Problem requirements:
All lines in the data that hold the word "fence" need copying.

━━━━━ Supplied entries ━━━━━

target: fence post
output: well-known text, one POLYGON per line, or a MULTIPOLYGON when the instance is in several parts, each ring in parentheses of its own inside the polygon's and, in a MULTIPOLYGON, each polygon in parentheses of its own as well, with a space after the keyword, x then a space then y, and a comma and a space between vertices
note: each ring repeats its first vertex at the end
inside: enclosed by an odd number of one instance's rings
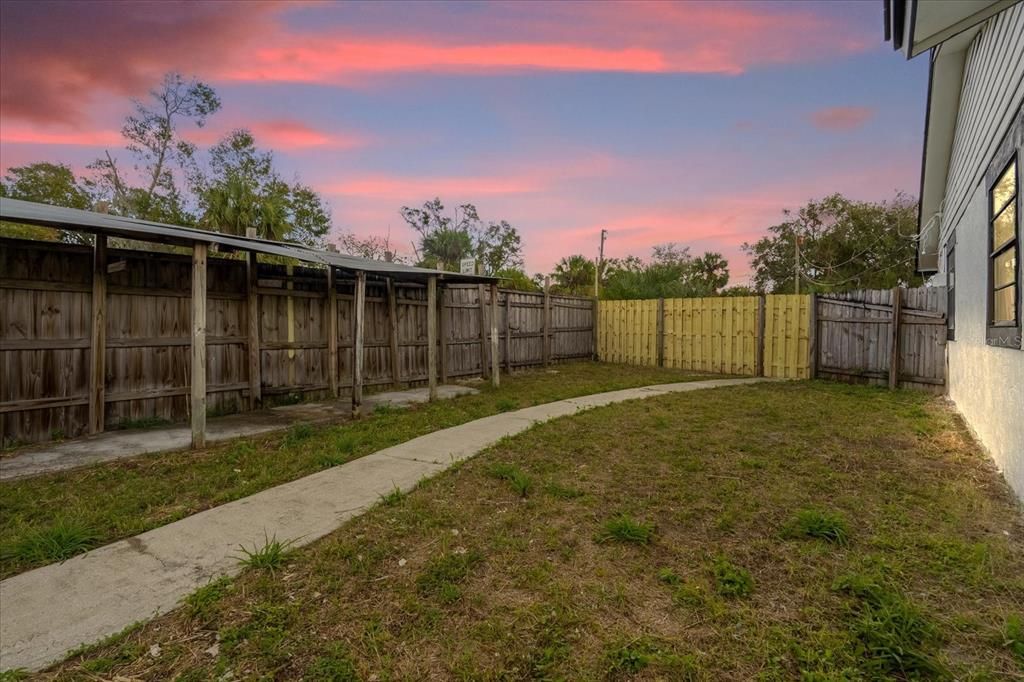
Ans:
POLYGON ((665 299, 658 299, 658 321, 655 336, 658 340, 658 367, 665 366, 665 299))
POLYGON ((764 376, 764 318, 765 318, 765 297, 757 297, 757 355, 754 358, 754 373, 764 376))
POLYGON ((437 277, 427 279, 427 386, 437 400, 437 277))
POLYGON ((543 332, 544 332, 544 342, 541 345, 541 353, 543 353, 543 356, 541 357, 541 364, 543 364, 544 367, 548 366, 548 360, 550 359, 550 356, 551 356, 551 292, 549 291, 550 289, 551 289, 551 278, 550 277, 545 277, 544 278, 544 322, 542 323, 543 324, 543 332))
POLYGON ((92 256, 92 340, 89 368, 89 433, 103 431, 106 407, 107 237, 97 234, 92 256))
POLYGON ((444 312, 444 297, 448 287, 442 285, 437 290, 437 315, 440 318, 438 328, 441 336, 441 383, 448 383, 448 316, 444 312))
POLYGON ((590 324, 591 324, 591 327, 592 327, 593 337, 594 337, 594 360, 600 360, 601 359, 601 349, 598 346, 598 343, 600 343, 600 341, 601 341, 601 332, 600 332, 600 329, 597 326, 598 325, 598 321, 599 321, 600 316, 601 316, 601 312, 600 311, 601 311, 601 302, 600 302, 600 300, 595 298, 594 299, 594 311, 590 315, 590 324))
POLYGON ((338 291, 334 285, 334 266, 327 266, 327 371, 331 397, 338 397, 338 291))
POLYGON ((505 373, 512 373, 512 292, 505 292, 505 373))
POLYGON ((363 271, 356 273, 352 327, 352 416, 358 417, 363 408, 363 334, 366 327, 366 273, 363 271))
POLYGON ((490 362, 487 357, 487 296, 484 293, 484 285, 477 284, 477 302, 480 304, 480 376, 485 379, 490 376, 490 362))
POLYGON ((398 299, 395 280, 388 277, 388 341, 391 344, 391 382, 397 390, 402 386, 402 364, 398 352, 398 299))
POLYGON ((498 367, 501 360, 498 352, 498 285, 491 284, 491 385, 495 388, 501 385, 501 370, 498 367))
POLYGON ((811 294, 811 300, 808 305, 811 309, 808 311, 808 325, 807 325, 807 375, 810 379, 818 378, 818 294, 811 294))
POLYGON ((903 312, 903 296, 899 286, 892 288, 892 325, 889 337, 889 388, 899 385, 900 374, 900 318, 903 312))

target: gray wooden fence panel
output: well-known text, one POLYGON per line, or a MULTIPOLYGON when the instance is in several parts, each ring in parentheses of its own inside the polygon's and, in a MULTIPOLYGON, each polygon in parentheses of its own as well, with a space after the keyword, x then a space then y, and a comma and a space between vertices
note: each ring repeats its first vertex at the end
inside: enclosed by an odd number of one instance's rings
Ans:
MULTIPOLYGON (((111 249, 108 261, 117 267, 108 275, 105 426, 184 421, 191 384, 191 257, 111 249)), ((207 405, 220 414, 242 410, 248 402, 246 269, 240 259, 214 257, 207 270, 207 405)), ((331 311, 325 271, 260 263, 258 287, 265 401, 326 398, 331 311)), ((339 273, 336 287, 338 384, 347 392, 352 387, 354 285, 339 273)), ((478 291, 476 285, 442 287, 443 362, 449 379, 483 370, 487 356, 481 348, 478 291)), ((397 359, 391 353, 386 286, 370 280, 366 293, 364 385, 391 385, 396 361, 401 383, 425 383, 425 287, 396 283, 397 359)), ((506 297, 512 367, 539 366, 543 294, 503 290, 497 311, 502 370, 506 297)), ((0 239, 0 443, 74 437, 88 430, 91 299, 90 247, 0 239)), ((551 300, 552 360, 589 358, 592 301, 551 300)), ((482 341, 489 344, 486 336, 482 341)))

━━━━━
━━━━━ Supplied entries ━━━━━

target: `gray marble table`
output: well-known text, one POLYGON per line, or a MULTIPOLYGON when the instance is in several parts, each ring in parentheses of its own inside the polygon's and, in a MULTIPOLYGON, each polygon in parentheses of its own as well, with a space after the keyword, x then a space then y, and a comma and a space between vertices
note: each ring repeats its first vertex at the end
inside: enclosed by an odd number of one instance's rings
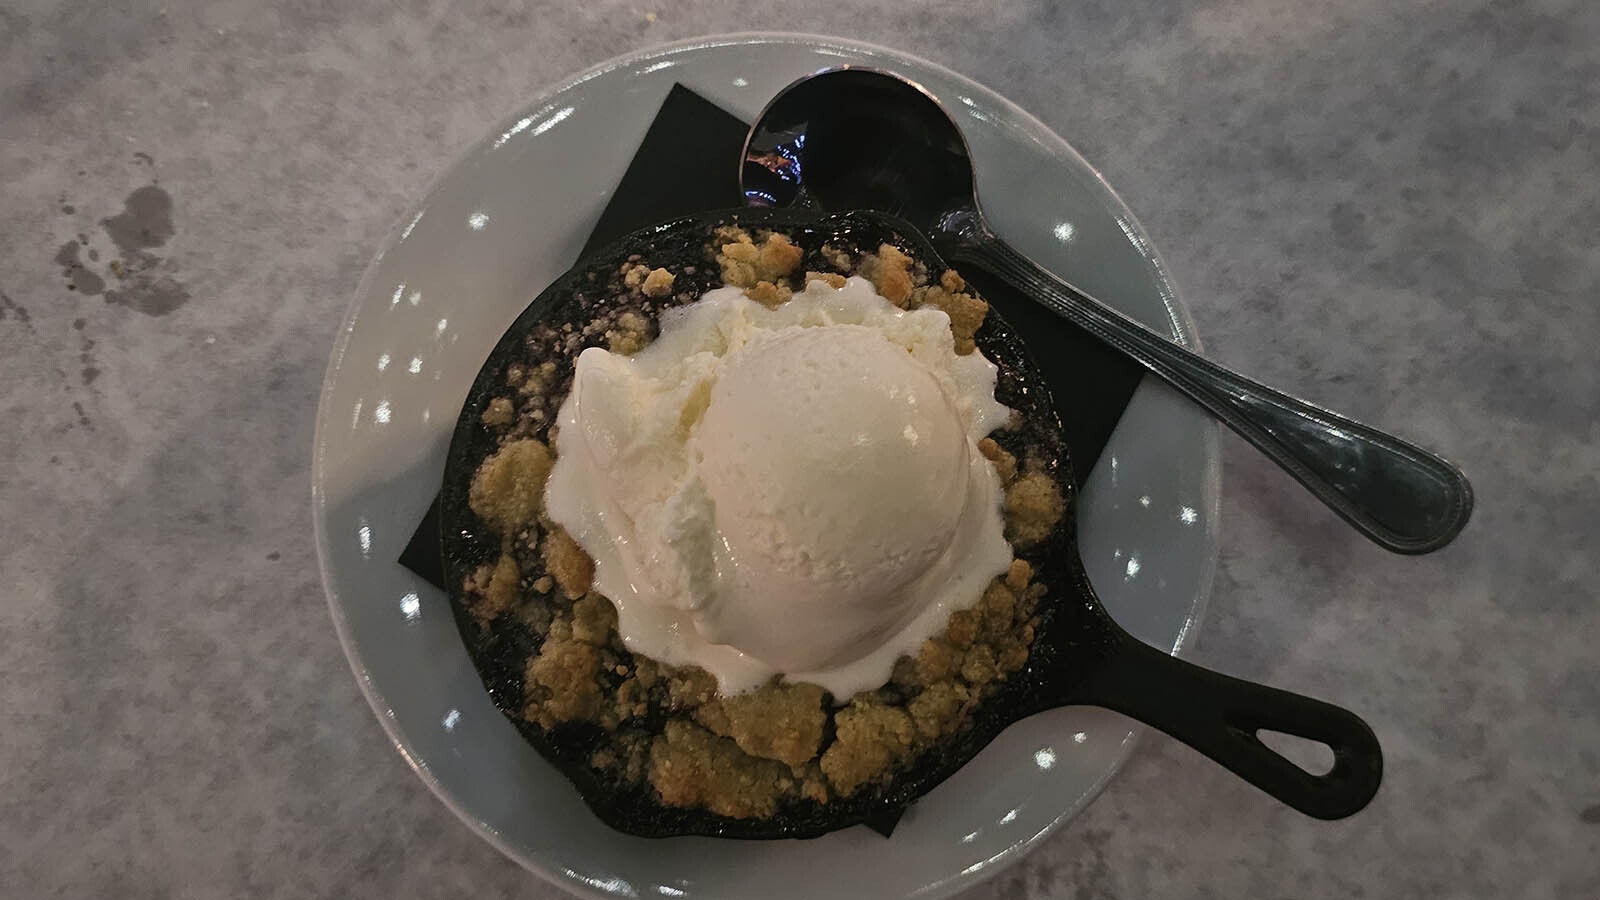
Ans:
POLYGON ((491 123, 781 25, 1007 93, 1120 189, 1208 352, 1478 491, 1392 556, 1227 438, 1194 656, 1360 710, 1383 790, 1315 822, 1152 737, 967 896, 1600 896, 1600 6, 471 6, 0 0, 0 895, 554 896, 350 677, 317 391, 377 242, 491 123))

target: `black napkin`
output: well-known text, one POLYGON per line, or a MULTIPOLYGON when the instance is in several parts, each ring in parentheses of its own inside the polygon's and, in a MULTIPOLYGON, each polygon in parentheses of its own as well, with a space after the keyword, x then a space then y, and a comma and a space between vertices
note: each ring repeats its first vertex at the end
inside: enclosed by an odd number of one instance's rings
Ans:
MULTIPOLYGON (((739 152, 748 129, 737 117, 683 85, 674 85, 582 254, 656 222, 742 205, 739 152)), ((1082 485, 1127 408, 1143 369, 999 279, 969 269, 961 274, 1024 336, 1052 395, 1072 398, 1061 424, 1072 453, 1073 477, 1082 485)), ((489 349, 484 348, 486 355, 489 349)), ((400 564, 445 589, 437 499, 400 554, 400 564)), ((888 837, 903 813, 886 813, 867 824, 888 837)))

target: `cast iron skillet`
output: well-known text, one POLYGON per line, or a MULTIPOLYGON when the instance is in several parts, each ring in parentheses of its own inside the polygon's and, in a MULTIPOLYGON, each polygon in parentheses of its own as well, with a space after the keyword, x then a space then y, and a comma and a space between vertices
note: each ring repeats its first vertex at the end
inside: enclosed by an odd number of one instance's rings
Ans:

━━━━━
━━━━━ Supplied entries ━━━━━

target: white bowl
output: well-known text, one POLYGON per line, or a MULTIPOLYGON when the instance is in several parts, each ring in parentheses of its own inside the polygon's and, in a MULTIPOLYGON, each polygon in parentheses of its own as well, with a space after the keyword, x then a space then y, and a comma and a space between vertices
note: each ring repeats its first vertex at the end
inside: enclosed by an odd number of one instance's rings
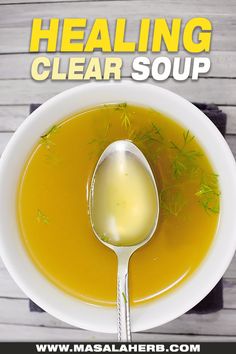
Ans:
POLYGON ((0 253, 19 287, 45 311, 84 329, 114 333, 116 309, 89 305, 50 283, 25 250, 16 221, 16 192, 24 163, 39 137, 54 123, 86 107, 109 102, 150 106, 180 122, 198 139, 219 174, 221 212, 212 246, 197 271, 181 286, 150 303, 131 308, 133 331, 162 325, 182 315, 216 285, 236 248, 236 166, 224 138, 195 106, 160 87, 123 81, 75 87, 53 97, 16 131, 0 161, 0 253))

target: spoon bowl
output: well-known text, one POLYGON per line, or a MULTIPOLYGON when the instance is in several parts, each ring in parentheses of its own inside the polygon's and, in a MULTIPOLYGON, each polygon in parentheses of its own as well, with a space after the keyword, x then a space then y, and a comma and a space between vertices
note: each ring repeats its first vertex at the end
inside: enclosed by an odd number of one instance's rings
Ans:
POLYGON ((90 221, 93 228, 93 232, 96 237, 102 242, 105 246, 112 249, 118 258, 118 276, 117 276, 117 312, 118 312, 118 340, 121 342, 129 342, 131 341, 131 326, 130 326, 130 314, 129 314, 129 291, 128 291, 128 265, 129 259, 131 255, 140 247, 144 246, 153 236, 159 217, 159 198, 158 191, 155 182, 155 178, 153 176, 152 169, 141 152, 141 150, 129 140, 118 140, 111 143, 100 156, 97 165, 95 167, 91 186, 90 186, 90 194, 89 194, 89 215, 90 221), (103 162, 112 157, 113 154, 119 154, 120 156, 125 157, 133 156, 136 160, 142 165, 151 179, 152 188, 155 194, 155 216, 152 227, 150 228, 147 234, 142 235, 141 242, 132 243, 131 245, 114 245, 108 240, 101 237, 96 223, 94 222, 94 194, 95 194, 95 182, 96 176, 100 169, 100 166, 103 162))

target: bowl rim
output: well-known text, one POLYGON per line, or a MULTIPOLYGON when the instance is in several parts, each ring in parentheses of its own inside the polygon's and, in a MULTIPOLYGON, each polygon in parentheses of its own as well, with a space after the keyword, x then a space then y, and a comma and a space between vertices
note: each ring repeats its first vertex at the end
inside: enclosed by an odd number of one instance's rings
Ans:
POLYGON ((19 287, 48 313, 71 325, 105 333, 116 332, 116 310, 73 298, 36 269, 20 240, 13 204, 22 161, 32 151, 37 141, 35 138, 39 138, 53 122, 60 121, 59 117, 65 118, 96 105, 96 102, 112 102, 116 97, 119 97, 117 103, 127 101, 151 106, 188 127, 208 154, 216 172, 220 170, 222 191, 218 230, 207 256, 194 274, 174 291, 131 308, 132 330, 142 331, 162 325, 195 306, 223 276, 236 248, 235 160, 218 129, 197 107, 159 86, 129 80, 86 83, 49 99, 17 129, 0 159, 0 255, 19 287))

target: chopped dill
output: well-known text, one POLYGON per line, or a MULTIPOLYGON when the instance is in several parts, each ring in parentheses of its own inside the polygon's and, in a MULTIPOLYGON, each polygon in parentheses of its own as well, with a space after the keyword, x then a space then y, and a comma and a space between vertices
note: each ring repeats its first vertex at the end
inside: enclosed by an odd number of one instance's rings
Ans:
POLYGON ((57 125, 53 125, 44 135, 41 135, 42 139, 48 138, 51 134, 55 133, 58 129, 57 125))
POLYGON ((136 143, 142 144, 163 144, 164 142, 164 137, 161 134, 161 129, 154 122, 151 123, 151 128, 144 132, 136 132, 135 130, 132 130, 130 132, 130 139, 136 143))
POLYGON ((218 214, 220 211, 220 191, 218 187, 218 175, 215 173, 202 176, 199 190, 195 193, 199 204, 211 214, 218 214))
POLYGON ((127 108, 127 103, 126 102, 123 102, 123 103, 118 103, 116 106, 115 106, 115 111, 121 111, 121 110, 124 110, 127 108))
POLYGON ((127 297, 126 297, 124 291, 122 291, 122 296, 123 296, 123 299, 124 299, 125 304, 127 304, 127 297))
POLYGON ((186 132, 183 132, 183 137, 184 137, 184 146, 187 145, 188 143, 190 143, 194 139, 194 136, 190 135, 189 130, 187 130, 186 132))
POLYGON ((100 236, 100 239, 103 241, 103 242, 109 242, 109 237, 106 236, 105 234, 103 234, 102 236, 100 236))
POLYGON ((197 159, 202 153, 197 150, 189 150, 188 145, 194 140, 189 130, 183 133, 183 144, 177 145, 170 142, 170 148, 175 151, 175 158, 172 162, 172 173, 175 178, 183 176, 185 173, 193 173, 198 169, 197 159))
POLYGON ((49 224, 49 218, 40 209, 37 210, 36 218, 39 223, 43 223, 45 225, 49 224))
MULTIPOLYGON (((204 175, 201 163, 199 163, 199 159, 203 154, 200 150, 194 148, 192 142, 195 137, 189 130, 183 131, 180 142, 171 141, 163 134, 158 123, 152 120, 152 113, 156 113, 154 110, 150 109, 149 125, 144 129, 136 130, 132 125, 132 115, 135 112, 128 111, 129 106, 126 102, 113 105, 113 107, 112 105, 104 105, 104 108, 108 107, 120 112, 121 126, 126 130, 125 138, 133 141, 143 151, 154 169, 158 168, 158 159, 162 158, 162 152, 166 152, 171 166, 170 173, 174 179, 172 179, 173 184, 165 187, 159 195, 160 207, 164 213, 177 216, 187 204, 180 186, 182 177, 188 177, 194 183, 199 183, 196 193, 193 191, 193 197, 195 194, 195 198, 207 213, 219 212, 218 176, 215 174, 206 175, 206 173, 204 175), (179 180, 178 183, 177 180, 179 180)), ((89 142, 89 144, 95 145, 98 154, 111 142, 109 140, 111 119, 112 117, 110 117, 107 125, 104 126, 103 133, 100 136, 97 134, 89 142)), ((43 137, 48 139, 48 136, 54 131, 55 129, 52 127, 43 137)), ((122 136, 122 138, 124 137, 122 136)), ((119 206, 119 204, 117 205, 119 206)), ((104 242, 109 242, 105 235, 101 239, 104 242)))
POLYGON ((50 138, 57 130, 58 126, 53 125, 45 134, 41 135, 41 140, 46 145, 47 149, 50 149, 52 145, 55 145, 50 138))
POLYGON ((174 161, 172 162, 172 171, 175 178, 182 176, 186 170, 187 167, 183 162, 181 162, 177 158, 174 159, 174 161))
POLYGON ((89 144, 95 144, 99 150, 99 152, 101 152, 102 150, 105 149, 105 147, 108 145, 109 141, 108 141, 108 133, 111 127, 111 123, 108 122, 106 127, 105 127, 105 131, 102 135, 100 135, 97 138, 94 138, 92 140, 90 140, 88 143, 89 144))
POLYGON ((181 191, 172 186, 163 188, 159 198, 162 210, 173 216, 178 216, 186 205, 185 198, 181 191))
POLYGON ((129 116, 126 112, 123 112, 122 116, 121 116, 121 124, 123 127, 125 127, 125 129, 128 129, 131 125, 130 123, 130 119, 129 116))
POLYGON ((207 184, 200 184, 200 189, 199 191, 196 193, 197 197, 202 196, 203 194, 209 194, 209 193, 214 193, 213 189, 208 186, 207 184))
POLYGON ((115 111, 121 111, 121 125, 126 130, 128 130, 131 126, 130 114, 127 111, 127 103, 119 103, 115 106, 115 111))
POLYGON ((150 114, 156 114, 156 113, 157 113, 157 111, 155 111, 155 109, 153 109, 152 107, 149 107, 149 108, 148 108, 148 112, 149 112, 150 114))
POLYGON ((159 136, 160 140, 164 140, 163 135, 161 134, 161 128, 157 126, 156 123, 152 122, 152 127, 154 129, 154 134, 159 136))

━━━━━

Output:
target: fence post
target: gray wooden fence panel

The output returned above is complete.